PROBLEMS AND TASKS
1 – According to the gut immunity article, in which journal issue is the paper describing the studies slated for publication?
2 – Please write out the gut immunity article again from "Researchers have found" up to and including "advance online publication.", switching every "Toll-like receptors" for "TLRs".
3 – According to the gut immunity article, why are intestinal macrophages more or less blind to commensals?

The immune system's raison d'être is to protect us from invading microbes. But in the intestines, at least, its chances of encountering bad bugs, which necessitate a vigorous response, are, if not exactly as rare as a lightning strike, then nevertheless the exception rather than the rule.
Instead, the typical bug that the immune system encounters in the gut is a harmless or even beneficial commensal which leads rather naturally to the question of how, exactly, immune system cells can tell the difference.
Researchers have found part of the answer to this mystery. Intestinal macrophages do not respond to signals that stimulate Toll-like receptors, which makes them more or less blind to commensals. But they can sense pathogens through the NRLC4 inflammasome, a complex of proteins that sets off an inflammatory response when it is activated. Several different types of inflammasome exist, and the NRLC4 version does not need Toll-like receptors for its activation.
The findings, Gabriel Nùñez told BioWorld Today, are "the first clear-cut example of how the immune system delineates between a pathogen and a commensal." Nùñez is a professor of pathology at the University of Michigan, and the senior author of the paper describing the studies, which is slated for publication in the May 2012 issue of Nature Immunology after advance online publication.

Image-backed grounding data

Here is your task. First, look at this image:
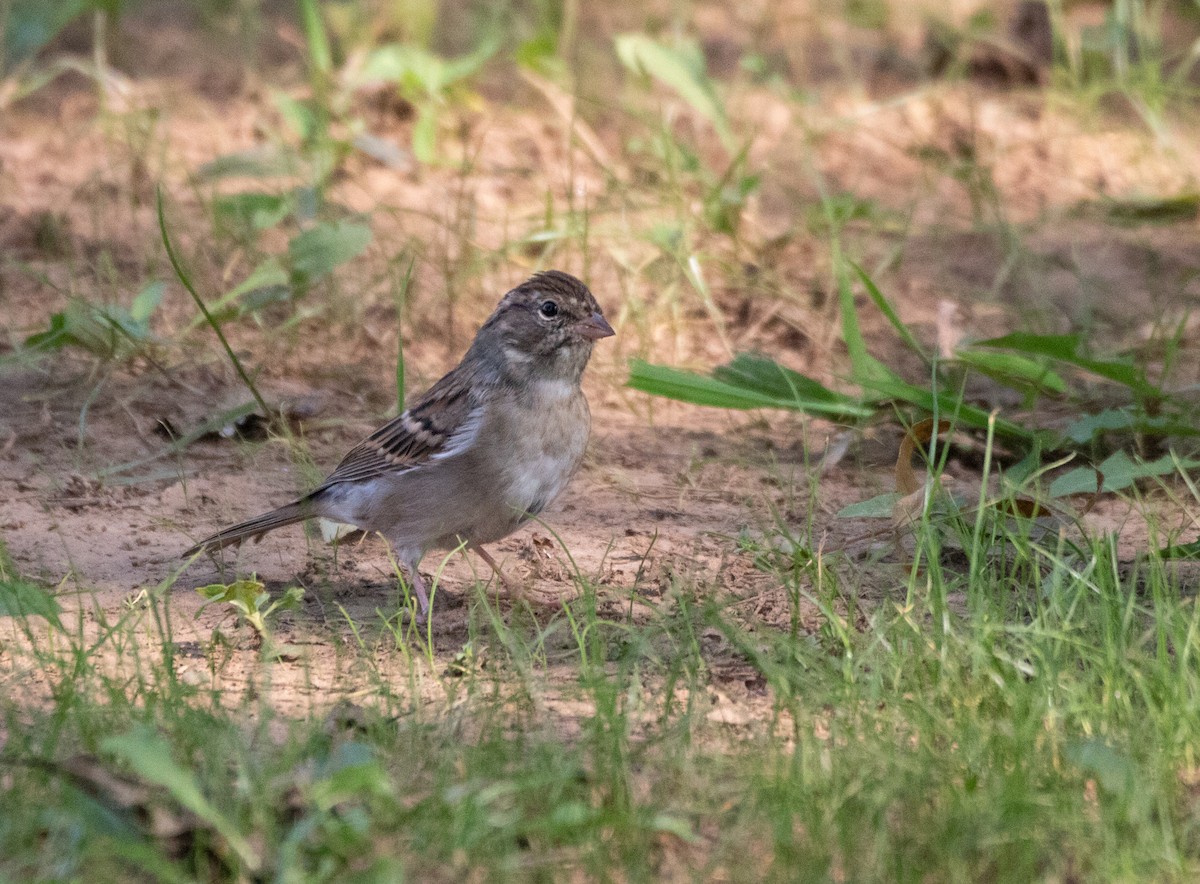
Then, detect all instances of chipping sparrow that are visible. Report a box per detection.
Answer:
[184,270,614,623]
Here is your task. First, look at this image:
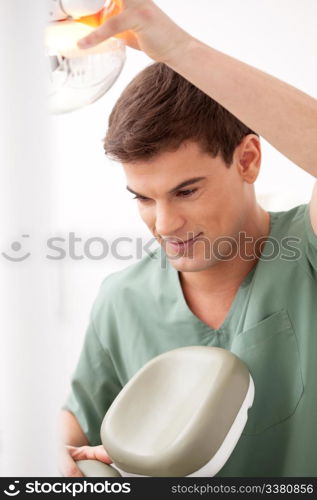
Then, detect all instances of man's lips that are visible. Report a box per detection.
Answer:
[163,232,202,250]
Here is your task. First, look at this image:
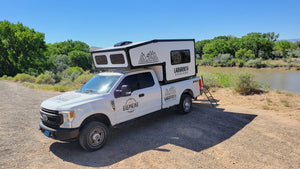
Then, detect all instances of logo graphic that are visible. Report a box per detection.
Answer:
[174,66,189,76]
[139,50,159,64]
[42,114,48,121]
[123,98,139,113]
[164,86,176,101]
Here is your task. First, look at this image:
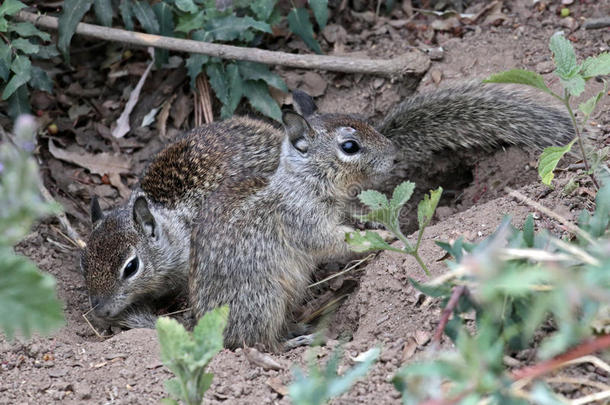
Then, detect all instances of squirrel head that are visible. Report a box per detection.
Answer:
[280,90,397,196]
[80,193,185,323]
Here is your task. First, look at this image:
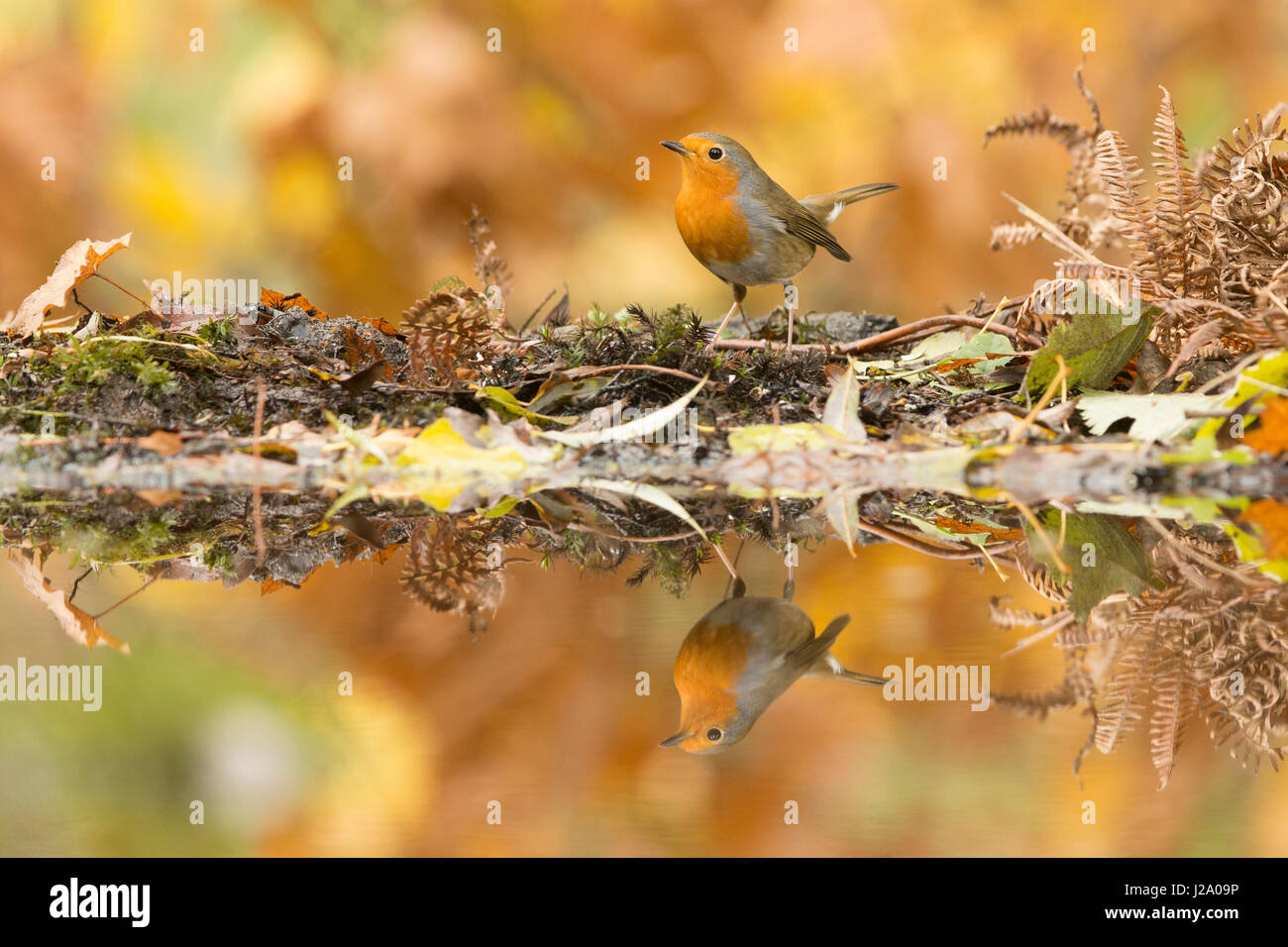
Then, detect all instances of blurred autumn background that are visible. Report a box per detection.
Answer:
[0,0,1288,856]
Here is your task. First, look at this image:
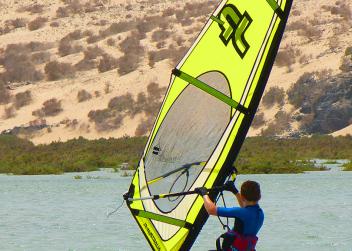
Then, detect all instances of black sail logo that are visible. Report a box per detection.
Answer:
...
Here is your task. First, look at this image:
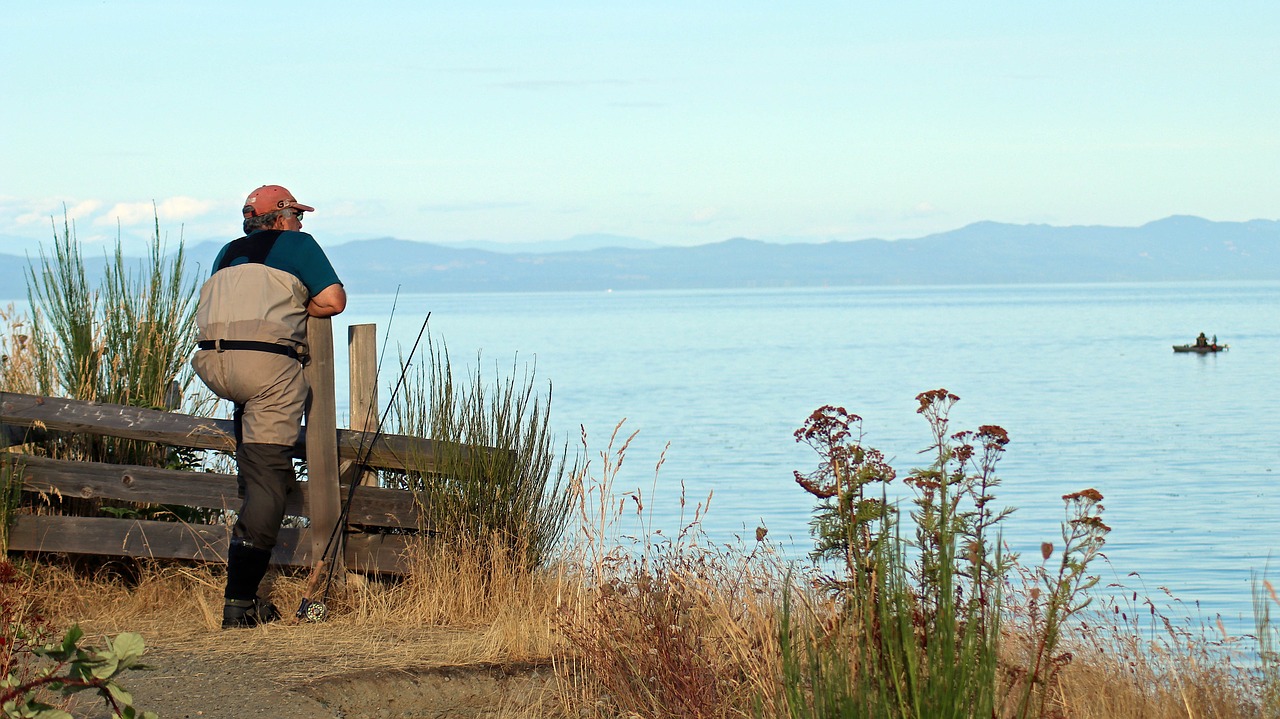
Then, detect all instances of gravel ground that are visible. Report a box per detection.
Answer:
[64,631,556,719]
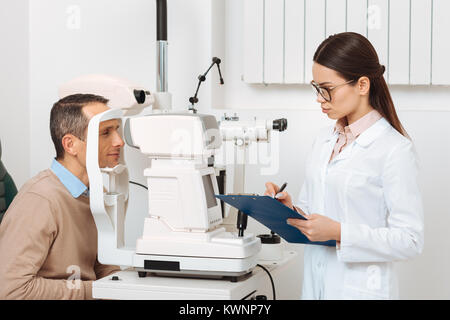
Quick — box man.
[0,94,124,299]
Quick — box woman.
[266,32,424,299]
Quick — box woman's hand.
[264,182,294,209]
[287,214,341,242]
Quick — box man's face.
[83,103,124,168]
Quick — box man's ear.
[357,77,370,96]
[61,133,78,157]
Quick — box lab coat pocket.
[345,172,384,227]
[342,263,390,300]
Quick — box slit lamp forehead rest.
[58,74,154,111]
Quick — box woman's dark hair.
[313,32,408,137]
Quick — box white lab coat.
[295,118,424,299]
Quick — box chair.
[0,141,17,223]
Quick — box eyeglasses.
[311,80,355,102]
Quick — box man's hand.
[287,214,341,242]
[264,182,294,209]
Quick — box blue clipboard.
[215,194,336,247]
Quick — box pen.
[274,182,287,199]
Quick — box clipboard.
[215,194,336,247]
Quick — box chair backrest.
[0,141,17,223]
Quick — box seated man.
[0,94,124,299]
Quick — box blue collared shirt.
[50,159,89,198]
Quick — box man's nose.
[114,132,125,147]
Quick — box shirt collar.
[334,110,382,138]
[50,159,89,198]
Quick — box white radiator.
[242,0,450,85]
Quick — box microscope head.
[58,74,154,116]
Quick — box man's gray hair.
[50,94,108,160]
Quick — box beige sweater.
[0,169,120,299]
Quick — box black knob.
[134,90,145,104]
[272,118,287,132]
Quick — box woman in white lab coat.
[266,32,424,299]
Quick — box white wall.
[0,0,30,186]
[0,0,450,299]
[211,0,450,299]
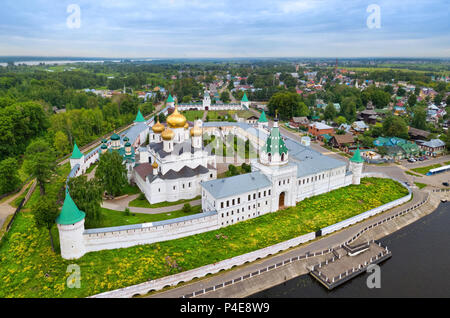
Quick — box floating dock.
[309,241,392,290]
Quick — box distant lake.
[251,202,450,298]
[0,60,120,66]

ANSWERS PER TASK
1 – The May 2012 issue of Nature Immunology.

2 –
Researchers have found part of the answer to this mystery. Intestinal macrophages do not respond to signals that stimulate TLRs, which makes them more or less blind to commensals. But they can sense pathogens through the NRLC4 inflammasome, a complex of proteins that sets off an inflammatory response when it is activated. Several different types of inflammasome exist, and the NRLC4 version does not need TLRs for its activation.
The findings, Gabriel Nùñez told BioWorld Today, are "the first clear-cut example of how the immune system delineates between a pathogen and a commensal." Nùñez is a professor of pathology at the University of Michigan, and the senior author of the paper describing the studies, which is slated for publication in the May 2012 issue of Nature Immunology after advance online publication.

3 – Intestinal macrophages do not respond to signals that stimulate Toll-like receptors. This leaves them more or less blind to commensals.